EXERCISE DIRECTIONS
Could you reproduce all of these records exactly?

[Records excerpted from a collection]
========================
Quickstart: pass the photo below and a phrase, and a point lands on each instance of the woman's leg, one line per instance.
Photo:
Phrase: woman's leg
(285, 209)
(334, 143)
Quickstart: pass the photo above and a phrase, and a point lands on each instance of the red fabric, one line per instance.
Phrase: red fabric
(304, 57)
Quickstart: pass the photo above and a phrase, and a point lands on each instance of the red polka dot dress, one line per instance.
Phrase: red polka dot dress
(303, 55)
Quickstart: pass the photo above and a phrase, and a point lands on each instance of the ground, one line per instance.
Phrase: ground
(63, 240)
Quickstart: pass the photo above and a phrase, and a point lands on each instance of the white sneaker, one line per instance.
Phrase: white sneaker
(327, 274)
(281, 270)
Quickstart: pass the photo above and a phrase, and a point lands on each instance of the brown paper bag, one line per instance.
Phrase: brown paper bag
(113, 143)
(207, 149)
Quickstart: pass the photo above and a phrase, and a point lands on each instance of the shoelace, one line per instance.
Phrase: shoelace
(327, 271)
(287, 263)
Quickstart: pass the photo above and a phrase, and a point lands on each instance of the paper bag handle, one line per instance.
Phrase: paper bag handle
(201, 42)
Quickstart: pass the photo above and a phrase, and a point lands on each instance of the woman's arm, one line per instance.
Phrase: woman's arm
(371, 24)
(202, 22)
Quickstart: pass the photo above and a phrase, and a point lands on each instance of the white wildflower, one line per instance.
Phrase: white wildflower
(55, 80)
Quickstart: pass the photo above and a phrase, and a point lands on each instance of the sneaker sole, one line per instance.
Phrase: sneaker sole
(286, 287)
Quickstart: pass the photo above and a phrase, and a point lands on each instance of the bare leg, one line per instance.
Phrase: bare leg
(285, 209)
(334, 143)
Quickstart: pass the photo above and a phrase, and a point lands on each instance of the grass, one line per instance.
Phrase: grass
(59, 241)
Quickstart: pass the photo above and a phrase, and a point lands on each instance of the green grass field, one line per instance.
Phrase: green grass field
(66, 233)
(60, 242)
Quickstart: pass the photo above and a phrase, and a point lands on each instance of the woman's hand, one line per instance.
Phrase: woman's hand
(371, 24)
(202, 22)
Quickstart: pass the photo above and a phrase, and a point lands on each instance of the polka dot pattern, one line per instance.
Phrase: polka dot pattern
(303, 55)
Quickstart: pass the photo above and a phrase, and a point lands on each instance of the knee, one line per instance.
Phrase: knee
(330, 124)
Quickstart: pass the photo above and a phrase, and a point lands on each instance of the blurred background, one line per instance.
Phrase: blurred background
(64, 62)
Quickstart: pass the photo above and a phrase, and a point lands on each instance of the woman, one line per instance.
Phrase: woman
========================
RESPONSE BELOW
Quickstart: pass the photo below and a phrase, and a point lands on each instance of the woman's leg, one line per instance.
Photo:
Phrase: woman's leg
(285, 209)
(334, 143)
Quickstart: pass the photo above and a phrase, and a point lands on each instance of the red fabric, one line per instance.
Phrase: red fabric
(304, 57)
Quickstart: pass the photo above and a phrase, and a point lands on each instance of the red polka dot dress, one line per instance.
Phrase: red polka dot dress
(303, 55)
Quickstart: pass the photo above and a phrase, and a point lands on each instance of the ground, one line per instance.
Phrase: ground
(63, 240)
Quickstart: pass the photo above and a phrase, and a point lands on each instance of the white sneaker, one line per instance.
Phrase: white sneaker
(327, 274)
(281, 270)
Quickstart: pass the photo above and a phrase, and a point lands on each instance of the brown paper bag, one line per instance.
Phrase: brown paper bag
(113, 143)
(207, 149)
Quickstart: pass the photo above and a phrase, and a point lands on each instance of the shoelace, one line per instance.
Phrase: shoelace
(327, 271)
(287, 263)
Quickstart: pass the photo above and a phrase, and a point lands on each instance of the paper bag handle, one line per instance.
Phrase: paper bag handle
(201, 42)
Quickstart: pass the photo above and a phrase, and a point lands on each instance of the woman's arm, one line per instance.
Phrase: woman's arm
(371, 24)
(202, 22)
Quickstart: pass the photo above and a phrase, and a point lands on each instance of the white wildflower, one line per instance.
Phrase: white wildflower
(55, 80)
Quickstart: pass the photo above and a phrase, and a point lands on each instance of the sneaker sole, one line per instance.
Phrase: sneaker sole
(286, 287)
Quickstart: pass the photo above and a phrase, and a point lands on each instance of the bare leg, one line per instance.
Phrase: bare leg
(285, 209)
(334, 143)
Quickstart: pass the photo above and a phrase, and a point lands on each instance of the grass, one line per instance.
Phrase: grass
(59, 241)
Quickstart: pass the photo above and a phrase, and a point lands on each instance of the green grass field, one line per instance.
Phrase: green grass field
(66, 233)
(60, 242)
Quickstart: pass the photo above and a phrase, and a point lands on each instance of the woman's hand, one line per instance.
Phrase: woman's hand
(371, 24)
(202, 22)
Quickstart: pass the photo above and a phrase, and a point lands on each instance of the polka dot pattern, one line per instance.
Phrase: polka dot pattern
(303, 55)
Quickstart: pass the photo above and a phrase, and a point lands on each instance of the knee, one line per instance.
Phrase: knee
(330, 124)
Quickstart: pass the photo above and a phrase, and a point lands on each instance of the blurred background, one line per instance.
Phrase: blurred background
(64, 62)
Quickstart: pass the photo above and a phrase, and a point lands on each instance of the woman, one line per instance.
Phrase: woman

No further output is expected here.